**The task**
Every entry below must be repeated exactly; skip the pictures.

**Supplied entries**
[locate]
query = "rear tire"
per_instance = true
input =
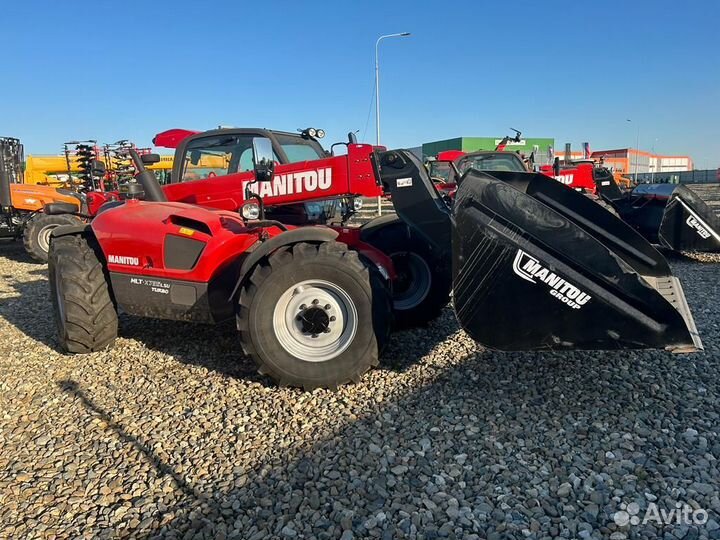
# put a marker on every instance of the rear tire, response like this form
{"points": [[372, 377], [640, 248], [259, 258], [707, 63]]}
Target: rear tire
{"points": [[36, 236], [314, 316], [422, 288], [83, 306]]}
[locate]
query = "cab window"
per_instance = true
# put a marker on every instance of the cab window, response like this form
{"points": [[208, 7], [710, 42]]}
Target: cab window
{"points": [[298, 149], [218, 155]]}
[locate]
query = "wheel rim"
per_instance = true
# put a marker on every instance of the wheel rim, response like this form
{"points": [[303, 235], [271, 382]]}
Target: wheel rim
{"points": [[315, 320], [44, 237], [414, 280]]}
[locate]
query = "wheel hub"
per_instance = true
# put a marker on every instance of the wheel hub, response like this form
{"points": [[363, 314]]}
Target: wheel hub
{"points": [[44, 237], [315, 320]]}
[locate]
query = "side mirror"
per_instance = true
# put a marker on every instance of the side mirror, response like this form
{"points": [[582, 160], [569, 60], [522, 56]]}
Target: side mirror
{"points": [[97, 168], [263, 159], [149, 159]]}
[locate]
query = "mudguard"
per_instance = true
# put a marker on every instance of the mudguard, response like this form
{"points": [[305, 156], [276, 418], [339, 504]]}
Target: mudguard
{"points": [[538, 266]]}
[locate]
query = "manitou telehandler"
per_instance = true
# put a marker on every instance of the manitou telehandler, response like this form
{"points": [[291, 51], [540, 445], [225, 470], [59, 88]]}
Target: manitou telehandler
{"points": [[533, 265], [670, 215]]}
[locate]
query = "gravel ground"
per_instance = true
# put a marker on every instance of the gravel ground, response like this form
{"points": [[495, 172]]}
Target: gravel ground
{"points": [[171, 434]]}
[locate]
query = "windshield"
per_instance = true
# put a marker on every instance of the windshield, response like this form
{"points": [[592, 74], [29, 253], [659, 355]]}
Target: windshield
{"points": [[440, 170], [299, 149], [492, 162], [217, 156]]}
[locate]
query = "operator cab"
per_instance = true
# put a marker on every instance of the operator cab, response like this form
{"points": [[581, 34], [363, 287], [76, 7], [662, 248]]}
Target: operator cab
{"points": [[230, 150]]}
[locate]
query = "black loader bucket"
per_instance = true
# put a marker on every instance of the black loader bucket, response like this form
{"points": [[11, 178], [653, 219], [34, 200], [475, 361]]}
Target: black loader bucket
{"points": [[673, 216], [538, 266]]}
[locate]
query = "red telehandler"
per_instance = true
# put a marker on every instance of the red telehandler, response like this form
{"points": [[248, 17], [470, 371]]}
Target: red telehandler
{"points": [[670, 215], [314, 304]]}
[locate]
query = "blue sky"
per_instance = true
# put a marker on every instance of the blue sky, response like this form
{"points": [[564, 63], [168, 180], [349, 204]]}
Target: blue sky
{"points": [[558, 69]]}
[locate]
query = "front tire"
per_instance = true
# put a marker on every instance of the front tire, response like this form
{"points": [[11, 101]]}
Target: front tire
{"points": [[85, 314], [314, 316], [36, 236]]}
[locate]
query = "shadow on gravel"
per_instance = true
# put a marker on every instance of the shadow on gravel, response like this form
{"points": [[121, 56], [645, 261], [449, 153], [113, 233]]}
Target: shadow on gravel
{"points": [[15, 251], [481, 434], [28, 306], [216, 348], [71, 387]]}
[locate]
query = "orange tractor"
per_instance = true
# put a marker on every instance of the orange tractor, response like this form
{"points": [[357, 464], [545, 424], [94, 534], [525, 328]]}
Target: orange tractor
{"points": [[21, 205]]}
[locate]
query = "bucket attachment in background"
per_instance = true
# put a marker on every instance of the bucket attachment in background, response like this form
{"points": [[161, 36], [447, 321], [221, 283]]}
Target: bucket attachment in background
{"points": [[675, 216], [538, 266]]}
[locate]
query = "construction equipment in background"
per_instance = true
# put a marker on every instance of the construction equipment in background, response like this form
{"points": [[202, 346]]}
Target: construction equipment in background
{"points": [[53, 170], [533, 264], [21, 205], [670, 215]]}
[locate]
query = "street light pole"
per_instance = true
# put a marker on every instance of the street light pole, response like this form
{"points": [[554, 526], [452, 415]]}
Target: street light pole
{"points": [[637, 145], [652, 175], [377, 93]]}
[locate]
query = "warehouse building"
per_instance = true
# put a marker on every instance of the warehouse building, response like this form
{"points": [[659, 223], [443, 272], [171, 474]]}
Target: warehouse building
{"points": [[631, 161]]}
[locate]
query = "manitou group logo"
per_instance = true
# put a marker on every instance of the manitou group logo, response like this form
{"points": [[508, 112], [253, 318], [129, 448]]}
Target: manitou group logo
{"points": [[564, 178], [530, 269], [695, 224], [293, 183]]}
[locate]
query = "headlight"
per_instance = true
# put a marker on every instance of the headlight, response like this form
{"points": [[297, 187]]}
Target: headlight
{"points": [[250, 210]]}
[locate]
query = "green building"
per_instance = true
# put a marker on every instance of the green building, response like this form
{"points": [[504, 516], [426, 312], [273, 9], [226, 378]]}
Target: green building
{"points": [[473, 144]]}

**Answer to the problem**
[locate]
query = "rear tire"
per_instance = true
input =
# put a marker on every instance of the rear tire, response like this form
{"points": [[372, 377], [640, 248], [259, 258], [707, 63]]}
Target: rear tire
{"points": [[36, 236], [314, 316], [422, 288], [83, 306]]}
[locate]
query = "cab window"
per_instance = true
# put a marker on every instance of the cab window, response like this form
{"points": [[208, 7], [710, 42]]}
Target: cab window
{"points": [[298, 149], [218, 155]]}
[locate]
query = "wheel rim"
per_instance = true
# put a marker on every instance of the wheel rim, response like this form
{"points": [[303, 235], [271, 382]]}
Target: wheel rim
{"points": [[315, 320], [44, 237], [414, 280]]}
[locate]
query = "wheel hub"
per_instance = true
# put a marker on every instance of the wheel hub, response like this form
{"points": [[363, 314]]}
Target: wheel hub
{"points": [[44, 237], [315, 320]]}
[locate]
query = "side mirror"
per_instance = true
# put a marker on every instance of the side mirror, response like this form
{"points": [[582, 160], [569, 60], [522, 56]]}
Target: side mirror
{"points": [[97, 168], [263, 159], [149, 159]]}
[locate]
query = "mudguard"
per_instance = true
# put a marker on every instance of the mudguard, response like this form
{"points": [[305, 156], [276, 418], [339, 504]]}
Target: mudguard
{"points": [[538, 266]]}
[locate]
query = "manitou telehandler"
per_instance = true
# put a marker on every instance of the manitou telehandler, response like this form
{"points": [[291, 51], [540, 445], [225, 470], [59, 88]]}
Target: manitou telehandler
{"points": [[533, 265], [670, 215]]}
[locate]
query = "gravel ground"
per_instance = true
# put a marker on every instance of the gravel ground, response like this form
{"points": [[495, 172]]}
Target: gravel ground
{"points": [[171, 434]]}
[locate]
query = "windshield"
per_instance = true
# put a marker on every instance of the windshield, response like this form
{"points": [[592, 74], [29, 253], [659, 355]]}
Target: windshield
{"points": [[440, 170], [299, 149], [492, 162], [217, 156]]}
[locate]
query = "operator cab"
per_instance = true
# put a marker on every instance of the operator cab, response like this form
{"points": [[581, 34], [363, 287], [76, 7], [662, 248]]}
Target: operator cab
{"points": [[230, 150]]}
[locate]
query = "black loader bucket"
per_instance = true
# put a marker on every instance of the black loader bucket, response like this form
{"points": [[11, 178], [653, 219], [34, 200], [475, 361]]}
Target: black loader bucket
{"points": [[673, 216], [538, 266]]}
[locate]
query = "red telehandler"
per_instance = true
# put a marker on every instance of the red telehandler, response like this form
{"points": [[248, 17], [470, 371]]}
Target: red telehandler
{"points": [[670, 215], [314, 304]]}
[locate]
query = "blue sky"
per_instance = true
# put a marker on every instance of the blue sky, response like this form
{"points": [[564, 63], [168, 180], [349, 204]]}
Target: blue sky
{"points": [[558, 69]]}
[locate]
query = "front tire"
per_instance = true
# put a marker on every instance of the front tire, response like this form
{"points": [[11, 101]]}
Target: front tire
{"points": [[85, 314], [314, 316], [36, 236]]}
[locate]
query = "shadow on gravel"
per_instance = true
# put a marker on every instance of the shadow on gravel, response like this form
{"points": [[121, 56], [645, 261], [449, 153], [113, 233]]}
Target: shadow on gravel
{"points": [[15, 251], [481, 434], [28, 306], [216, 348], [71, 387]]}
[locate]
query = "orange tractor"
per_instance = true
# put a marker on every instance of the orange tractor, response like this form
{"points": [[357, 464], [545, 424], [94, 534], [525, 328]]}
Target: orange tractor
{"points": [[21, 205]]}
[locate]
query = "bucket attachment in background"
per_instance = true
# put a marker on every instance of the bucket attachment in background, response like this form
{"points": [[161, 36], [447, 321], [221, 283]]}
Target: bucket attachment in background
{"points": [[675, 216], [538, 266]]}
[locate]
query = "construction equipment in background"
per_instance = true
# put a marker on every instance of the construction equipment in background, response like this form
{"points": [[202, 346]]}
Target: construction equipment in background
{"points": [[53, 170], [533, 264], [21, 205], [670, 215]]}
[locate]
query = "street light pole"
per_instance = true
# put a marker on every instance of the street light pole, response like this form
{"points": [[554, 526], [452, 415]]}
Target: street light pole
{"points": [[637, 145], [652, 175], [377, 93]]}
[locate]
query = "warehouse building"
per_instance = true
# put a marker on every instance of the warehouse building, response like this form
{"points": [[659, 223], [443, 272], [171, 474]]}
Target: warehouse building
{"points": [[631, 161]]}
[locate]
query = "manitou group logo"
per_instance = true
# put a marker on every instance of the manitou group logo, response like this form
{"points": [[508, 112], [253, 318], [129, 448]]}
Target: manitou group logo
{"points": [[564, 178], [530, 269], [695, 224], [293, 183]]}
[locate]
query = "headlight"
per_instance = true
# put a marker on every instance of the headlight, response like this form
{"points": [[297, 187]]}
Target: headlight
{"points": [[250, 210]]}
[locate]
query = "green building"
per_instance = true
# put a marker on every instance of the green building, response like this form
{"points": [[504, 516], [426, 312], [273, 9], [226, 378]]}
Target: green building
{"points": [[473, 144]]}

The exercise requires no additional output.